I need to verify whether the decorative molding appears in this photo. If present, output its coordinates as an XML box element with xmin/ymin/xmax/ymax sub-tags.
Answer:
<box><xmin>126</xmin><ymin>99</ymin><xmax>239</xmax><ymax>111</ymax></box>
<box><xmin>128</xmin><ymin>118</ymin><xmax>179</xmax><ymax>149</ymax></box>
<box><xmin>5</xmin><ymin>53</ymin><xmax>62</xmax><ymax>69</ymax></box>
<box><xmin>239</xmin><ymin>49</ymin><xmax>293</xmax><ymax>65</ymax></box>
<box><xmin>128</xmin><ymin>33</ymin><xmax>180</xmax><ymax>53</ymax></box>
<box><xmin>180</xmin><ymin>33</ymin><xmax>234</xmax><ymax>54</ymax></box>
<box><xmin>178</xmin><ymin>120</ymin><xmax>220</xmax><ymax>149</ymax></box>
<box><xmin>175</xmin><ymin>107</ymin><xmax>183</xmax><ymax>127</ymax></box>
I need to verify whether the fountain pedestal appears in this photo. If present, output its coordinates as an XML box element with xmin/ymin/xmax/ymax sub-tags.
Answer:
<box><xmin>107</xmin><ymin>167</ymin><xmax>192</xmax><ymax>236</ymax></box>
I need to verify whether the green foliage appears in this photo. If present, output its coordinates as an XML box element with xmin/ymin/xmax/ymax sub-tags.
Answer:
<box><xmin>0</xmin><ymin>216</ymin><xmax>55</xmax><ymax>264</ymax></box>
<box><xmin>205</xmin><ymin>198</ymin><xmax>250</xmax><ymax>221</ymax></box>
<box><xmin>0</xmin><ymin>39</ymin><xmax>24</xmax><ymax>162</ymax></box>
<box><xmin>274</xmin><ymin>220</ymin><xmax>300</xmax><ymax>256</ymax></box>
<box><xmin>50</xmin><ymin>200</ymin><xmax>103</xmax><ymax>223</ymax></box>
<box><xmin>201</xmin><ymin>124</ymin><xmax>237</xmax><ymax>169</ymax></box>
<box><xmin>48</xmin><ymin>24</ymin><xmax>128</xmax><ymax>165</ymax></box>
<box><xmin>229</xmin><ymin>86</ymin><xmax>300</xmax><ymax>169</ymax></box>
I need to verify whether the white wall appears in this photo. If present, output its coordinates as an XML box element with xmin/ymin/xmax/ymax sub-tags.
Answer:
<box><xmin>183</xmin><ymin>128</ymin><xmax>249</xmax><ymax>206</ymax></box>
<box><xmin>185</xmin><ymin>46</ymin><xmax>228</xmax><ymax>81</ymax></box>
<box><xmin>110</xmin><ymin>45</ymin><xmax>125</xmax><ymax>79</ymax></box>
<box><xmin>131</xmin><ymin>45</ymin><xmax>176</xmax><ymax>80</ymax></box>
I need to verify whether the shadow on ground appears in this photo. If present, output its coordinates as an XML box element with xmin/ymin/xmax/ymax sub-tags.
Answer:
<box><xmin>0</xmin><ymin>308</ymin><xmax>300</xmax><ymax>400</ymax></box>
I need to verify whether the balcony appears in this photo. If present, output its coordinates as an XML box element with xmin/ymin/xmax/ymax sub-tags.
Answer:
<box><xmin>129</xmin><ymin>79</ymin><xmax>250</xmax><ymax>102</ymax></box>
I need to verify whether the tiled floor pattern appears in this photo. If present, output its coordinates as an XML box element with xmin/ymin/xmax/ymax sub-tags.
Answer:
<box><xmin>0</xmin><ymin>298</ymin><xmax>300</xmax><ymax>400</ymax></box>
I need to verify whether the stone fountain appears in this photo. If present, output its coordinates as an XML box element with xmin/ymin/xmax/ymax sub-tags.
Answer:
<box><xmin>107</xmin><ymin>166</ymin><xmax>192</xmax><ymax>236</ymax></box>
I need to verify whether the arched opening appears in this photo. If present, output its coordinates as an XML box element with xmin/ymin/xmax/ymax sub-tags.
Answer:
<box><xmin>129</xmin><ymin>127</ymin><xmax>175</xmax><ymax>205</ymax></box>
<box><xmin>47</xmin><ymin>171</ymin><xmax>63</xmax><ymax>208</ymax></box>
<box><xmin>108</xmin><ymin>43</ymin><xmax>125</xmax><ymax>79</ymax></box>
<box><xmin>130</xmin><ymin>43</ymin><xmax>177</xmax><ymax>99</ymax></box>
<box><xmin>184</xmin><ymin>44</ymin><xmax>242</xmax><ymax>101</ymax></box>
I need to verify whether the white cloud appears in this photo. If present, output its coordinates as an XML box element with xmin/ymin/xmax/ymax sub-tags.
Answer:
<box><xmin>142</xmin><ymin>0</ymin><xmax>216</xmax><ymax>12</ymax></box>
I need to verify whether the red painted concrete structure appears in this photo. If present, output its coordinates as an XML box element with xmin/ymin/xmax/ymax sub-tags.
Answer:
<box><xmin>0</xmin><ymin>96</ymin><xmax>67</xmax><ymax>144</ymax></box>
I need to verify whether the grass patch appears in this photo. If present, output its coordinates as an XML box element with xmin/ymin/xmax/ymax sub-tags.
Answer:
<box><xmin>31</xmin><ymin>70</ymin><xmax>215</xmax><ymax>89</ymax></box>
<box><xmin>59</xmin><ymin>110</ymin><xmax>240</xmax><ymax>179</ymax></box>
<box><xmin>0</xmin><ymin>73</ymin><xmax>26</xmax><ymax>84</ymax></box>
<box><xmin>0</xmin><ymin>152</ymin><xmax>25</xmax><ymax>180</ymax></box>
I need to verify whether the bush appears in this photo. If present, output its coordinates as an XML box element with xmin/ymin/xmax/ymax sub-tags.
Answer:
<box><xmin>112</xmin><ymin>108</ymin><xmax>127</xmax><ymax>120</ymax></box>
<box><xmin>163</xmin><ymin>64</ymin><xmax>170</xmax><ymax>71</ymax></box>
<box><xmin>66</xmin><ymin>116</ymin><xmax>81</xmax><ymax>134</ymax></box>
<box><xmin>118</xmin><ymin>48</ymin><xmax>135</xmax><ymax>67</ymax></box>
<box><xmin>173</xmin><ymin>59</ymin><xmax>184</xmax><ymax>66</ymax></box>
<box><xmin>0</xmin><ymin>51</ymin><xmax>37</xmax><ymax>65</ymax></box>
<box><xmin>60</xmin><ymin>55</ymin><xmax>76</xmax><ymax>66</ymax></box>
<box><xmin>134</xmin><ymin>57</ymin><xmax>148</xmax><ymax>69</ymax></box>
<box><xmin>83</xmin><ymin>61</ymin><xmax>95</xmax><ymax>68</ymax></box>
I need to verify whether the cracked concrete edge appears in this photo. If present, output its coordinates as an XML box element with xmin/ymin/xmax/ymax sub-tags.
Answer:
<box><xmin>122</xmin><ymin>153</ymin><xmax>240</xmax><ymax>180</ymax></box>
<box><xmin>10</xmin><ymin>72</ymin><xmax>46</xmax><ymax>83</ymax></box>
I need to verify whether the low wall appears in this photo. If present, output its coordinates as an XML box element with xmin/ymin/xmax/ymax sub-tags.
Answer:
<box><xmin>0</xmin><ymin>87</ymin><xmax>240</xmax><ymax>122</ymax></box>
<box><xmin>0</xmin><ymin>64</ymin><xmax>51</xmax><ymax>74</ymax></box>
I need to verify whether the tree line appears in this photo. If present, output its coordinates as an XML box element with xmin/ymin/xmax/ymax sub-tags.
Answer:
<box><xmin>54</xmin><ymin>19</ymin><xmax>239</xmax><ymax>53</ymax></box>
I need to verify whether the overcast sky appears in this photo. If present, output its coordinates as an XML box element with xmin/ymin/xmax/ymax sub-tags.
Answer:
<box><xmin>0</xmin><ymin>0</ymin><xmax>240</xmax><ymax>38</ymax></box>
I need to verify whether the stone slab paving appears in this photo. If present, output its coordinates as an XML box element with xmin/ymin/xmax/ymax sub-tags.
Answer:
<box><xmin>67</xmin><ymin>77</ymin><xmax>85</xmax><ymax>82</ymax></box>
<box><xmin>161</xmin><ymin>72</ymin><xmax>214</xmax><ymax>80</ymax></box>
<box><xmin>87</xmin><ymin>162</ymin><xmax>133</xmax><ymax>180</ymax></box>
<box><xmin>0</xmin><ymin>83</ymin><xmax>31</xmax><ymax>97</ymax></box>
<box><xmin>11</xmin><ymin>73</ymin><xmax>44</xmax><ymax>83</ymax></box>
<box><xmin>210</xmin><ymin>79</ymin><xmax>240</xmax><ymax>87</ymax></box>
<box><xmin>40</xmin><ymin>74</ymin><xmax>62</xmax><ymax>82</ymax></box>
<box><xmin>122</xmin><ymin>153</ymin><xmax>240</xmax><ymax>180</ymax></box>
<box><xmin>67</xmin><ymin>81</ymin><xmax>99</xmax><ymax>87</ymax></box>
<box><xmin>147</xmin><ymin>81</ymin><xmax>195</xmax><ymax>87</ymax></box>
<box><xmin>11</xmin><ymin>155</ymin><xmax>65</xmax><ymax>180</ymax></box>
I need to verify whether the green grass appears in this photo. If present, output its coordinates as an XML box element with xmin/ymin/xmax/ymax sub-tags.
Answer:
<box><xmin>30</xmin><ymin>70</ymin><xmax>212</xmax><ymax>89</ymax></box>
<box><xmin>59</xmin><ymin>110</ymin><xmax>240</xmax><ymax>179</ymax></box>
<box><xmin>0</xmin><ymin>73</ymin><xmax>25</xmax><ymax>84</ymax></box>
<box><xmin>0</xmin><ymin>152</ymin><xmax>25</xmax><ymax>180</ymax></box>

______________________________

§ **SET EXERCISE**
Reproduce the rows from the line containing "I need to verify whether the overcast" through the end of the rows, inclusive, swapping "verify" for "confirm" and leaving everything else unchanged.

§ **OUTPUT**
I need to confirm whether the overcast sky appears in this photo. If present, output its coordinates as an XML box element with xmin/ymin/xmax/ymax sub-tags.
Answer:
<box><xmin>0</xmin><ymin>0</ymin><xmax>240</xmax><ymax>38</ymax></box>
I need to confirm whether the stone slab paving appears in this photo. If present, output its coordinates as an XML box element with xmin/ymin/xmax/ymax sub-tags.
Answer:
<box><xmin>67</xmin><ymin>77</ymin><xmax>85</xmax><ymax>82</ymax></box>
<box><xmin>161</xmin><ymin>72</ymin><xmax>214</xmax><ymax>80</ymax></box>
<box><xmin>87</xmin><ymin>162</ymin><xmax>133</xmax><ymax>180</ymax></box>
<box><xmin>0</xmin><ymin>83</ymin><xmax>31</xmax><ymax>97</ymax></box>
<box><xmin>11</xmin><ymin>73</ymin><xmax>44</xmax><ymax>83</ymax></box>
<box><xmin>210</xmin><ymin>79</ymin><xmax>240</xmax><ymax>87</ymax></box>
<box><xmin>40</xmin><ymin>74</ymin><xmax>62</xmax><ymax>82</ymax></box>
<box><xmin>122</xmin><ymin>153</ymin><xmax>240</xmax><ymax>180</ymax></box>
<box><xmin>67</xmin><ymin>81</ymin><xmax>99</xmax><ymax>87</ymax></box>
<box><xmin>147</xmin><ymin>81</ymin><xmax>195</xmax><ymax>87</ymax></box>
<box><xmin>11</xmin><ymin>155</ymin><xmax>65</xmax><ymax>180</ymax></box>
I need to confirm whether the green grass appears in this photo. If present, output its coordinates as an XML box element with xmin/ymin/xmax/ymax sub-tags.
Answer:
<box><xmin>30</xmin><ymin>70</ymin><xmax>212</xmax><ymax>89</ymax></box>
<box><xmin>59</xmin><ymin>110</ymin><xmax>240</xmax><ymax>179</ymax></box>
<box><xmin>0</xmin><ymin>73</ymin><xmax>25</xmax><ymax>84</ymax></box>
<box><xmin>0</xmin><ymin>152</ymin><xmax>25</xmax><ymax>180</ymax></box>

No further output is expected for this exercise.